■ **Extract to read**:

# # # #

On Armistice weekend this year Newcastle’s historic Boiler Shop venue will host a series of performances by artists marking the centenary of the end of the First World War in 1918. British Sea Power, Darren Hayman, Richard Dawson, Bas Jan and Shirley Collins will all play live, and at the core of the commemorations will be a new work by Chris Watson. Called A Nightingale on the Western Front, it will be a durational piece that begins before dawn at 5:30 am, continuing into the daylight of the 11th day of the 11th month. This will be followed by a Q&A between Watson and tQ’s Luke Turner, and followed by an afternoon gig by Richard Dawson. For more information please visit the Boiler Shop website and buy tickets here. Below, Chris Watson discusses the A Nightingale on the Western Front work.
How did A Nightingale on the Western Front come about?
Chris Watson: David from the Boiler Shop in Newcastle asked me if I’d be interested in project to commemorate the end of the First World War. We thought about the sound of the place where there are thousands of people, mostly young men, still in the soil. They went there from fifty different nationalities to defend whatever story they were told. Most likely they were there to preserve what they thought was a way of life, their perspective of ‘countryside’, as well as the nationalistic aspect of it. But they’re all now together in a place which has paradoxically become a landscape somewhat like the places I imagine they would have dreamed about going home to, because so many were from rural backgrounds.

# # # #

■ **Information provided**:
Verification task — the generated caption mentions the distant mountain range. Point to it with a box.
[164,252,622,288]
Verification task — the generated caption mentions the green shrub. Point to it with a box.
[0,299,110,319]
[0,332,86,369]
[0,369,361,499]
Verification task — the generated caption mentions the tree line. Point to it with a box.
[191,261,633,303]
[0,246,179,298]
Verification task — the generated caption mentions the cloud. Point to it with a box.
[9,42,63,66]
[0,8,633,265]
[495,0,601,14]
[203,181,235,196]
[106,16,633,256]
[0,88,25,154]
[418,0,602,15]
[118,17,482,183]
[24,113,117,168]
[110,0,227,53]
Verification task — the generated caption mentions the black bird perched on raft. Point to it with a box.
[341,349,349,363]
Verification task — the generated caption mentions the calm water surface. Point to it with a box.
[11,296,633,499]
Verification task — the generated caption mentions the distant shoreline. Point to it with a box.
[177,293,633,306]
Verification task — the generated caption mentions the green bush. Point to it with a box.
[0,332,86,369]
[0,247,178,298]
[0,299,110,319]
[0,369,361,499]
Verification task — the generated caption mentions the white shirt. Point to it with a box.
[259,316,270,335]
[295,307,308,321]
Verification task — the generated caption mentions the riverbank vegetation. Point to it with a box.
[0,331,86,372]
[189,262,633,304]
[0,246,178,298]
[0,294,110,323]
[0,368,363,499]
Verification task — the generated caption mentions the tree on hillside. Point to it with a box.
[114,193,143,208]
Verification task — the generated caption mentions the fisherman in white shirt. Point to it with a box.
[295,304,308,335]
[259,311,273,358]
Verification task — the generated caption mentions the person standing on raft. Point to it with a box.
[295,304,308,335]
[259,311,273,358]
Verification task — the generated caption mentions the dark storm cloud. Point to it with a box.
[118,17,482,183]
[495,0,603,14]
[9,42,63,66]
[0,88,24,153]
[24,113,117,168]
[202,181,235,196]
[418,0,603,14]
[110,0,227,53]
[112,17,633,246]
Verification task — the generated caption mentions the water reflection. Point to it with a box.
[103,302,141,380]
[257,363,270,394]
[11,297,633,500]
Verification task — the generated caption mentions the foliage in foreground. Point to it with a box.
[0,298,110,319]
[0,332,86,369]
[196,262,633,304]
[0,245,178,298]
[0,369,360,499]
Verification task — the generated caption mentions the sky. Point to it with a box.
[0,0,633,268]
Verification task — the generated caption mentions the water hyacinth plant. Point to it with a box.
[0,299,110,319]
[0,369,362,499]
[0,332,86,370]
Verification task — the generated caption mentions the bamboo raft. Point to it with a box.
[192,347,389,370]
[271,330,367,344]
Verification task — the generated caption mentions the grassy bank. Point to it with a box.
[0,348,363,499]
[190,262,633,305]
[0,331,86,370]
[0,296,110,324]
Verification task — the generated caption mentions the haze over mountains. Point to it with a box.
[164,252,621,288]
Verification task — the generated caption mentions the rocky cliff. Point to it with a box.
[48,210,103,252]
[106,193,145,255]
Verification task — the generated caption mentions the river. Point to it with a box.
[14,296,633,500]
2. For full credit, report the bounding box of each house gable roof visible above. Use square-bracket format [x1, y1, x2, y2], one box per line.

# # # #

■ **Assignment 1**:
Please reproduce the interview with Chris Watson word for word, starting at "On Armistice weekend" and ending at "Front come about?".
■ **Assignment 2**:
Pick up the interview with Chris Watson after its final sentence and carry it on.
The lines are separate material with no connection to the interview with Chris Watson.

■ **Expected output 1**:
On Armistice weekend this year Newcastle’s historic Boiler Shop venue will host a series of performances by artists marking the centenary of the end of the First World War in 1918. British Sea Power, Darren Hayman, Richard Dawson, Bas Jan and Shirley Collins will all play live, and at the core of the commemorations will be a new work by Chris Watson. Called A Nightingale on the Western Front, it will be a durational piece that begins before dawn at 5:30 am, continuing into the daylight of the 11th day of the 11th month. This will be followed by a Q&A between Watson and tQ’s Luke Turner, and followed by an afternoon gig by Richard Dawson. For more information please visit the Boiler Shop website and buy tickets here. Below, Chris Watson discusses the A Nightingale on the Western Front work.
How did A Nightingale on the Western Front come about?

■ **Expected output 2**:
I went out last winter and made a whole series of recordings in the woodlands and forests that are now on the battlefields. One place that’s now a nature reserve, was absolute carnage a hundred years ago. I made recordings through the night, and through the day, with this very deep quality of stillness and quietness, over long periods of time. And then I went back in the spring, to record a dawn chorus involving this place coming back to life. So I made a piece that I’m going to do a live diffusion of across sunrise on November 11th, so from five in the morning, diffusing the sounds of that place where those young men still lie. This sense of darkness into light and winter into spring is an elegy for them, and where they are now, and what it has become, which is, as I said, strangely a place that a lot of them had ties with.
Both sides used this idealised countryside as a propaganda tool, telling conscripts and volunteers that they were defending this special English way of life
CW: Yes, the Germans did too, using that mythical idea of the countryside. There’s a lot of the poetry and writing and prose from both sides about that, about how that habitat was decimated. Of course, it has now returned, wildlife very quickly responds to places and returns. Birds are now singing on the branches of trees under which these people are still buried.
So this is the striking thing. We read accounts of battles, and particularly skylarks are something people – soldiers – mentioned. There would just be complete hell around them, and machine gun fire, but the skylarks would still be singing. It’s often used in novels, and in films.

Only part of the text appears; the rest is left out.